> _DATA FOR THE TASK_:
________________

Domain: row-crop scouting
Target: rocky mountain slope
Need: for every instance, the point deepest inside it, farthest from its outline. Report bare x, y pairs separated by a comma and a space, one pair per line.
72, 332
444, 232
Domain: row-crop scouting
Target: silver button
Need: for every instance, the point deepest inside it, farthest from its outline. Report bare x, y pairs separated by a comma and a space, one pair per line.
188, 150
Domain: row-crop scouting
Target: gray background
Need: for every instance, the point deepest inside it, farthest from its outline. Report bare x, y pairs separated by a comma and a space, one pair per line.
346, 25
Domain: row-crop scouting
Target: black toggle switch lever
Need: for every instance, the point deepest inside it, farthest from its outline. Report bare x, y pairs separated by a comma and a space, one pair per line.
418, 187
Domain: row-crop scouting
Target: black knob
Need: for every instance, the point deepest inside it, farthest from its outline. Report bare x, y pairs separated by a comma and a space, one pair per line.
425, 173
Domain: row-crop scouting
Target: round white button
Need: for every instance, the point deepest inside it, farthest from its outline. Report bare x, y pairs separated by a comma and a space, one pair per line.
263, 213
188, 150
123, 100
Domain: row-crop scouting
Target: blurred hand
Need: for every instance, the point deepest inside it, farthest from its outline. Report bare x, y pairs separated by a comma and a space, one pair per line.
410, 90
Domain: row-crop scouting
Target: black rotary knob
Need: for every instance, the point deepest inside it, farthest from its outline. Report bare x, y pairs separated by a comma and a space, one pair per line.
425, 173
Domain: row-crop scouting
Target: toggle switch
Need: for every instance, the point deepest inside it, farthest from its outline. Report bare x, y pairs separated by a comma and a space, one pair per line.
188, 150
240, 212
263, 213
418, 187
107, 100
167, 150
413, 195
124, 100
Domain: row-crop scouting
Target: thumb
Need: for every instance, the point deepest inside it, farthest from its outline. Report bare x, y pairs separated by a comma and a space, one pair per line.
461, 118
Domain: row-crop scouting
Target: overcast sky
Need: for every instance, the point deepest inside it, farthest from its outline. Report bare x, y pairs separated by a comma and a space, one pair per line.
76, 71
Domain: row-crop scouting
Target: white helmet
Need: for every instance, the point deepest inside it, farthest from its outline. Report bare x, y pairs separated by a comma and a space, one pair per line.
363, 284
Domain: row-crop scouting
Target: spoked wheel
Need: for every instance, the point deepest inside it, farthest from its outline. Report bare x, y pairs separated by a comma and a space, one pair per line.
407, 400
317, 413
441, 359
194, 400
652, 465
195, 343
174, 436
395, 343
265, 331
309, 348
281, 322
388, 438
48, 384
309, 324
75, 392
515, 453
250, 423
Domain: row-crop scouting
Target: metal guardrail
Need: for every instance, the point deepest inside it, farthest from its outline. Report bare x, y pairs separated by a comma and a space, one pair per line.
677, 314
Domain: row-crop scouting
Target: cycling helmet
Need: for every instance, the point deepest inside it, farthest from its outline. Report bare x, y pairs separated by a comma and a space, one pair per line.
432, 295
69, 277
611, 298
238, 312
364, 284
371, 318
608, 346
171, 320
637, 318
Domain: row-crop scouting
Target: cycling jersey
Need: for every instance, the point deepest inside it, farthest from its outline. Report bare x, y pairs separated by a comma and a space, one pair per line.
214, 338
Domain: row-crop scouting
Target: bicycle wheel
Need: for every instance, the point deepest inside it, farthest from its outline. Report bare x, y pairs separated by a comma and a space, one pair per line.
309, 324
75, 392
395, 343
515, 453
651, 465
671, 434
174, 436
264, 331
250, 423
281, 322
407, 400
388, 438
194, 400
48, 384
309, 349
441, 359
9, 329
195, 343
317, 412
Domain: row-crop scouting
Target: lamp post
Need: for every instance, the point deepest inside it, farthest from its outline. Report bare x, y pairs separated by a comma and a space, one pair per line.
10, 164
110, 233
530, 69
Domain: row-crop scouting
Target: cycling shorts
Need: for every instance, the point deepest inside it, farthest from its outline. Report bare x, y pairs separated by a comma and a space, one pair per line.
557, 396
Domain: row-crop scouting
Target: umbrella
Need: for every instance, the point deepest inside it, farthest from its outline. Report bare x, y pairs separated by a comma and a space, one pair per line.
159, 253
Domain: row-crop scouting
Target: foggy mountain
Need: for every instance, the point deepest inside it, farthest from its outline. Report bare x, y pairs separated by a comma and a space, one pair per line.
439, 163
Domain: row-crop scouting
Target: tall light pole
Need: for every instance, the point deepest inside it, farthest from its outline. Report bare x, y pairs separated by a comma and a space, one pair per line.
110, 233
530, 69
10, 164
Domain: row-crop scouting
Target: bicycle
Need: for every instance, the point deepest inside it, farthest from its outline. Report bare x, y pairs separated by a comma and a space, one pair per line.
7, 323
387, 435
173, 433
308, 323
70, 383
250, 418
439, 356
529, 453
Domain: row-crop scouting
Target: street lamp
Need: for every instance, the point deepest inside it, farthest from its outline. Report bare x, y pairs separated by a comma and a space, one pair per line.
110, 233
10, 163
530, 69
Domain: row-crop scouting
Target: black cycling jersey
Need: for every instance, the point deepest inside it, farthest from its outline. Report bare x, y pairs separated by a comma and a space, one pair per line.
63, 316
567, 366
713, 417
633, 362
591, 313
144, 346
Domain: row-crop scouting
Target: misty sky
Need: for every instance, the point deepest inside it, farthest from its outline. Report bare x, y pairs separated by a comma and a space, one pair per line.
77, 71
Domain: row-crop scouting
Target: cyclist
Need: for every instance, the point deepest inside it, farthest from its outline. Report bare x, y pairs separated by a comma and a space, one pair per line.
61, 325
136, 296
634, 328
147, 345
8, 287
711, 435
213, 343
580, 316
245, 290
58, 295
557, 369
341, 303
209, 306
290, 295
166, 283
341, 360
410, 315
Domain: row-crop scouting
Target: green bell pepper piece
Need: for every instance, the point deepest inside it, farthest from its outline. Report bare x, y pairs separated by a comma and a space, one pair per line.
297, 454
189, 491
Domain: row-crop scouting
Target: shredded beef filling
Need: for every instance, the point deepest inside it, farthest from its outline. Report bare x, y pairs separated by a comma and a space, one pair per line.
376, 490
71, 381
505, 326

________________

> _SET PROBLEM_:
Identify every line in the entries above that contains the word "helmet", and copy each one. Case counts.

> _EXPECTED ANSWER_:
Target: white helmet
Target: cycling helmet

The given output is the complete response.